*Task instructions:*
1. List every person named in the text on the Lower Fort Street terraces.
2. Copy the text on the Lower Fort Street terraces word for word, starting with "Grand three storey, five" and going on through "small front garden.".
3. Answer these questions from the text on the Lower Fort Street terraces:
(a) How many terraces are in the row?
(b) What is the stated external condition of the property?
(c) From what decade were some of the houses used as boarding houses?

*Document segment:*
+---+

Grand three storey, five bedroom, Victorian Italianate terrace with basement, one of ten in a row. Decorative facade with large incised motifs and iron lace.

Verandah infill on second storey, deep projecting parapet, and spear fence enclosing small front garden.

Each allotment contains a four-storey residence (including basement) with front (to the east) and rear (to the west) gardens. Each terrace is accessed via an entry walkway leading from the Lower Fort Street (footpath) across the front area and front gardens. Each had two pedestrian gates, located along the front boundary and within the front gardens - these are original and should be maintained or (when missing or damaged) reconstructed/replaced. Each terrace houe is fenced separately with iron balustrade fencing to the front gardens and timber paling fencing to the rear gardens. A c. 1900 photograph shows the garden setting (front) to the individual houses. By this date, many functioned as boarding houses and yet signs of middle class gentility remain. Also to the rear of a number of the allotments are located outbuildings and sheds of varying construction dates, typically used as additional storage space and laundry facilities. Some substantial trees exist within the rear gardens of the terraces, most notably in the rear of no's 1, 17 & 19 Lower Fort Street. The front gardens consist of a mix of tree and shrub plantings with little consistency in form or species selection between the individual terraces.

Storeys: Three. Construction: Painted rendered masonry, corrugated galvanised iron roof. Timber and cast iron balcony. Spear fence cast iron. Style: Victorian Italianate.

The external condition of the property is good.

=== Modifications and dates ===
External: Verandah infill. Joinery renewed, damaged detailing.

== Heritage listing ==
As at 12 January 2004, this group of terraces is historically significant as:

- a significant example of continuing private investment in fine residential property in Lower Fort Street during the later 19th century and the largest such investment of the period;
- its site and buildings were associated from the early 1820s with the firm of William Walker & Co., merchants, the family and business connection continuing with later investment by Walker's son-in-law Donald Lanarch, a noted banker and businessman;
- its site of buildings and residences was associated with some of the earliest wharfage (early 1820s) at Millers Point and with merchants important in the development of commercial life in Sydney and beyond. It is also associated with Captain John Nicholson, harbour master;
- some of the houses were used from the 1890s as boarding houses and have been in use for over a century by the local community;
- it has the potential to contribute to an understanding of several phases of the development of Millers Point.

+---+

*Items from a dataset:*
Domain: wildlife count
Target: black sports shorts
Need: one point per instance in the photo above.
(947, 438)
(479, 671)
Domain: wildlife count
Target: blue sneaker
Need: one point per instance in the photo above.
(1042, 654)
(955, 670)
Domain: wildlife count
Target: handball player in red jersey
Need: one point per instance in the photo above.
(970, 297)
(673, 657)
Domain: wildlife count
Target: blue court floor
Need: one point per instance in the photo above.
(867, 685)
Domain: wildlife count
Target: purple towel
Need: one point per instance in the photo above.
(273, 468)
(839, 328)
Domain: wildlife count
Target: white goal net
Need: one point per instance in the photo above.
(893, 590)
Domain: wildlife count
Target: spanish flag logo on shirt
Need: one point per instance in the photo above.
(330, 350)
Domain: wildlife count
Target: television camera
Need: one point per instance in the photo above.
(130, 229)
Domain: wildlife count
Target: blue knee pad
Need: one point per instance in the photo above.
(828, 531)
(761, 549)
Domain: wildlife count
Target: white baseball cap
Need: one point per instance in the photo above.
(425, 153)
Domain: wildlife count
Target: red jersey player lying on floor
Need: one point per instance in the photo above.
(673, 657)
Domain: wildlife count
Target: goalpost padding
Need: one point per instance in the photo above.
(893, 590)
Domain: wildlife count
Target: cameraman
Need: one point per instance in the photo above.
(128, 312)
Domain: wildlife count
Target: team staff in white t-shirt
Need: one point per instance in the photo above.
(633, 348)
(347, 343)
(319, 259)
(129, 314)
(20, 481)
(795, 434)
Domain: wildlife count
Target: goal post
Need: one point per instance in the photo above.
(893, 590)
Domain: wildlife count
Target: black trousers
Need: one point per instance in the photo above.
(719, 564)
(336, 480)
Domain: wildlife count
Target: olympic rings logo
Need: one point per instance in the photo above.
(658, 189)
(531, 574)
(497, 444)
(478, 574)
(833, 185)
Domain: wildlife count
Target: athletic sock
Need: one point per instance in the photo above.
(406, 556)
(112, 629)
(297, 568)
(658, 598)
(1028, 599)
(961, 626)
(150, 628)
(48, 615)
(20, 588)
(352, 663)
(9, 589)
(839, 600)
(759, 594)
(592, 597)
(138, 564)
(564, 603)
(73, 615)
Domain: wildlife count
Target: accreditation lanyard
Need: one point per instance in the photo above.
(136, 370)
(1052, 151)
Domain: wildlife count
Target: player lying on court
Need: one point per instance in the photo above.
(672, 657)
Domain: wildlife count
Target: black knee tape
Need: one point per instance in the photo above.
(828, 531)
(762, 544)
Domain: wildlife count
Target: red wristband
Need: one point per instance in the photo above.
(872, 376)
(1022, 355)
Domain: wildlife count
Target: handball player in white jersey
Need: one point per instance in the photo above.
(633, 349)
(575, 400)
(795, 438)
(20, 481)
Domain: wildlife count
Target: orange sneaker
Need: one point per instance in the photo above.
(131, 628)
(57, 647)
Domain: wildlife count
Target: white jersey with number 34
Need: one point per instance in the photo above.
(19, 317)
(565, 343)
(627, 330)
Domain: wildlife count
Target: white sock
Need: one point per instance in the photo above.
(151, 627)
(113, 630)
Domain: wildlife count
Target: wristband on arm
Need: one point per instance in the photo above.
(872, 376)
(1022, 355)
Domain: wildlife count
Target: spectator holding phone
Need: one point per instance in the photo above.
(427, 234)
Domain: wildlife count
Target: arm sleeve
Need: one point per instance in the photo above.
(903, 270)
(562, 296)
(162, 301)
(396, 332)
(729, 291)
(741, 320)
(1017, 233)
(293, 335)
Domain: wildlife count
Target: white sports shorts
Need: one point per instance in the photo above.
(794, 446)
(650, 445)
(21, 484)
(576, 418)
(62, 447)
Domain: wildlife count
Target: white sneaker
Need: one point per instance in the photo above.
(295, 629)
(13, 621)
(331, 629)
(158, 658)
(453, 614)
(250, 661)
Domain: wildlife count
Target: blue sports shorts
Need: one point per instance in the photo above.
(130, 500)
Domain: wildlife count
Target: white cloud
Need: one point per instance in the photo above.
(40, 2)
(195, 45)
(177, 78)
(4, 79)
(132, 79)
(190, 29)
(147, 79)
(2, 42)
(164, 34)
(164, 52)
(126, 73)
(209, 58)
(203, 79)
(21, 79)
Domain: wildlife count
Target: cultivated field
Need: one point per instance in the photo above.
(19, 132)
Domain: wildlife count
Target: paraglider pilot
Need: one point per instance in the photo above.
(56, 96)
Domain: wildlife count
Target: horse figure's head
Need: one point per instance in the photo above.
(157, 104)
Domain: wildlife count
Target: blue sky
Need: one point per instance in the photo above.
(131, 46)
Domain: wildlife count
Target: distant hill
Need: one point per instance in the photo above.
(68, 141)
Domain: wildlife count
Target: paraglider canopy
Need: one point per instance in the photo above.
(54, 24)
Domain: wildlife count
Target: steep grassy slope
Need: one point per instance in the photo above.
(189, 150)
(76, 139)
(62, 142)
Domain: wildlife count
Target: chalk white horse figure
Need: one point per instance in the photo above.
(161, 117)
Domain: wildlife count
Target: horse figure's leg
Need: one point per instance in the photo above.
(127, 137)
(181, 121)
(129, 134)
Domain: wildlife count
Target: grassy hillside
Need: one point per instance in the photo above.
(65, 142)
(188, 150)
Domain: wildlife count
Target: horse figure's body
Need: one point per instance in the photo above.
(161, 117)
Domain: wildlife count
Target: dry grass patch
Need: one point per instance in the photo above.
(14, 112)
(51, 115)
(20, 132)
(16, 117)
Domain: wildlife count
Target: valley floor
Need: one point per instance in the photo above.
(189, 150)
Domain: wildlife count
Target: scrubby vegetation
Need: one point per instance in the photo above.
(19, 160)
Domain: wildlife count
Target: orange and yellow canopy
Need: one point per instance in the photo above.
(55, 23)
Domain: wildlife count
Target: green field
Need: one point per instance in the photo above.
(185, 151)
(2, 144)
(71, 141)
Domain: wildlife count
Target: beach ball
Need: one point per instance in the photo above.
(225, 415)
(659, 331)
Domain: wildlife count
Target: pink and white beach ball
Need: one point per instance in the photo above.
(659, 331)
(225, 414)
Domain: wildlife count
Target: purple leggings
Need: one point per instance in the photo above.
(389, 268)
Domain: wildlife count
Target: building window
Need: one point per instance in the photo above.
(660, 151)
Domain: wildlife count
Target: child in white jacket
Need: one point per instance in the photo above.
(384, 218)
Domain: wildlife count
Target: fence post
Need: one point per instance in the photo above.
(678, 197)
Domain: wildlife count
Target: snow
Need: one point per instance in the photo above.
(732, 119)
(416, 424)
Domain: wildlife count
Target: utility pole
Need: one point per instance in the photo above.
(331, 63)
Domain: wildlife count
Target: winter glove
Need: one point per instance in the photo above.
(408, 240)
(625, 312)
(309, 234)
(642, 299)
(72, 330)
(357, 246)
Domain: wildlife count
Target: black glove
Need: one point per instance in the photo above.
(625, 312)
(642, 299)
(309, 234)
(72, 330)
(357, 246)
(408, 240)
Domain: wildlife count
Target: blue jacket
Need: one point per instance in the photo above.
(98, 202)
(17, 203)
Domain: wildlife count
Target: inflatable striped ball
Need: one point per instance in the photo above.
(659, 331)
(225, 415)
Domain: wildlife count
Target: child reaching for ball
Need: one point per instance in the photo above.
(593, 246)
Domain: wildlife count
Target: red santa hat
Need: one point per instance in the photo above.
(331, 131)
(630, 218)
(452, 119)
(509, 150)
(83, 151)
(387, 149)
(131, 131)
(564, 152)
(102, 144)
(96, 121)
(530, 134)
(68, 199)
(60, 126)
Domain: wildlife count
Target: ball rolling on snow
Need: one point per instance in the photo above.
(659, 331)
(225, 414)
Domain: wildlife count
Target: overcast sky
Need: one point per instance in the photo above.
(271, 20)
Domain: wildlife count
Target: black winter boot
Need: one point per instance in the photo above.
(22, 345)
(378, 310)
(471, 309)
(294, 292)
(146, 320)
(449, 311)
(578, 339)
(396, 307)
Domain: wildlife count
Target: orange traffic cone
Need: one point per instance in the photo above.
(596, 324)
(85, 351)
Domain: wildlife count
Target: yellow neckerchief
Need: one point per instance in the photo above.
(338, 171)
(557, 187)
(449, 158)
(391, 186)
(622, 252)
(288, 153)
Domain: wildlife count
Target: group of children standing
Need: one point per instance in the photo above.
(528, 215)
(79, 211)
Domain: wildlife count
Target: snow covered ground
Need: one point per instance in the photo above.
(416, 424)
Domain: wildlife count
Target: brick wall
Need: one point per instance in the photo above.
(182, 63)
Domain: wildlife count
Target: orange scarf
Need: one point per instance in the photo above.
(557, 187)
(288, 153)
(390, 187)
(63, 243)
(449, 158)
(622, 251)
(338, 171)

+---+

*Solved tasks:*
1.
William Walker
Donald Lanarch
Captain John Nicholson

2.
Grand three storey, five bedroom, Victorian Italianate terrace with basement, one of ten in a row. Decorative facade with large incised motifs and iron lace.

Verandah infill on second storey, deep projecting parapet, and spear fence enclosing small front garden.

3.
(a) Ten.
(b) Good.
(c) The 1890s.